• [Data excerpts]:
+===+
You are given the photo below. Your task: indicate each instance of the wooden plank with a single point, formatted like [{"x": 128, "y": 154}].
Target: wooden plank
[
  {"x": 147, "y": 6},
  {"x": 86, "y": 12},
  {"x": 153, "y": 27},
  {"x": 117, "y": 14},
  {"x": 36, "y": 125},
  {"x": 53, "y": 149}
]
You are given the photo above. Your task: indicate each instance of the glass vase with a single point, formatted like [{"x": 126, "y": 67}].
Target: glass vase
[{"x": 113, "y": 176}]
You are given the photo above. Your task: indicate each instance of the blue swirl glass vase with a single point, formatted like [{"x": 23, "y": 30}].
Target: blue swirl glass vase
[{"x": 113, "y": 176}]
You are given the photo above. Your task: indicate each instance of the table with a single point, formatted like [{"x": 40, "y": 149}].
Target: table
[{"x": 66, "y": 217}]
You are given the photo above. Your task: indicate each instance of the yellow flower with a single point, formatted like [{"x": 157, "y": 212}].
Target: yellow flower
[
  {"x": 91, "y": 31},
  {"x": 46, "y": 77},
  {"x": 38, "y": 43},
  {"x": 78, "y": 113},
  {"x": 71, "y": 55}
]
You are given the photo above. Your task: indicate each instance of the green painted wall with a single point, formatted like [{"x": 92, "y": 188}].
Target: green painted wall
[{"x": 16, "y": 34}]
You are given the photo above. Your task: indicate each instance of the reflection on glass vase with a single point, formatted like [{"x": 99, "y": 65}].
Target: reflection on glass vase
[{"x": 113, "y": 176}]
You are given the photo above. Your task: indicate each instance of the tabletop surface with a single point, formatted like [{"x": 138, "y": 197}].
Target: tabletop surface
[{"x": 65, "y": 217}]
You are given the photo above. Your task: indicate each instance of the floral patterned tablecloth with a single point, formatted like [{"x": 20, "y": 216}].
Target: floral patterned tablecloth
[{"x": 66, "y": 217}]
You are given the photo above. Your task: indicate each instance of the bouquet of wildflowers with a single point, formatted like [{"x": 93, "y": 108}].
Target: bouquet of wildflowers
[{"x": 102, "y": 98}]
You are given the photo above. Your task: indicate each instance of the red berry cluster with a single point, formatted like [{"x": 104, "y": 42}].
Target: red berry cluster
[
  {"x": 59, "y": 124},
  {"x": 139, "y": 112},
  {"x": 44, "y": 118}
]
+===+
• [REQUIREMENT]:
Copy the records above exactly, leaving nothing out.

• [RESPONSE TO THE TASK]:
You are given the photo below. Your task: indicate each instance of the wooden plank with a single point, formatted like [{"x": 128, "y": 154}].
Target: wooden plank
[
  {"x": 147, "y": 6},
  {"x": 86, "y": 12},
  {"x": 153, "y": 27},
  {"x": 117, "y": 14},
  {"x": 36, "y": 125},
  {"x": 53, "y": 149}
]
You are given the photo above. Your task: indicate each instance of the glass vase with a single point, formatted like [{"x": 126, "y": 67}].
Target: glass vase
[{"x": 113, "y": 176}]
You are given the photo above. Your task: indicate each instance of the blue swirl glass vase with a single point, formatted like [{"x": 23, "y": 30}].
Target: blue swirl glass vase
[{"x": 113, "y": 176}]
You are given the photo above. Your task: indicate each instance of the table with a single point, formatted like [{"x": 40, "y": 149}].
Target: table
[{"x": 66, "y": 217}]
You are given the photo above. Your task: indicate each instance of the yellow flower with a single point, formatted like [{"x": 157, "y": 212}].
Target: yellow flower
[
  {"x": 91, "y": 31},
  {"x": 46, "y": 77},
  {"x": 38, "y": 43},
  {"x": 78, "y": 113},
  {"x": 71, "y": 55}
]
You are given the photo above. Your task: indicate each instance of the green painted wall with a single point, formatted like [{"x": 92, "y": 188}].
Target: green painted wall
[{"x": 16, "y": 34}]
You are given the photo above. Your task: indicate each instance of the reflection on glass vase with a single point, formatted like [{"x": 99, "y": 65}].
Target: reflection on glass vase
[{"x": 113, "y": 176}]
You are given the photo above. Your task: indicate each instance of the tabletop surface with a single point, formatted like [{"x": 138, "y": 197}].
Target: tabletop surface
[{"x": 65, "y": 217}]
You are given the photo above. Your task: indicate each instance of the floral patterned tablecloth with a single point, formatted like [{"x": 20, "y": 216}].
Target: floral patterned tablecloth
[{"x": 66, "y": 217}]
You are given the photo above. Your task: indicate each instance of the bouquet of wildflowers with a single point, formatted like [{"x": 93, "y": 108}].
Target: bouquet of wildflowers
[{"x": 102, "y": 98}]
You are given the photo above. Your task: indicate each instance of the red berry cluster with a single point, formatted like [{"x": 104, "y": 42}].
Target: red berry cluster
[
  {"x": 59, "y": 124},
  {"x": 139, "y": 112},
  {"x": 44, "y": 118}
]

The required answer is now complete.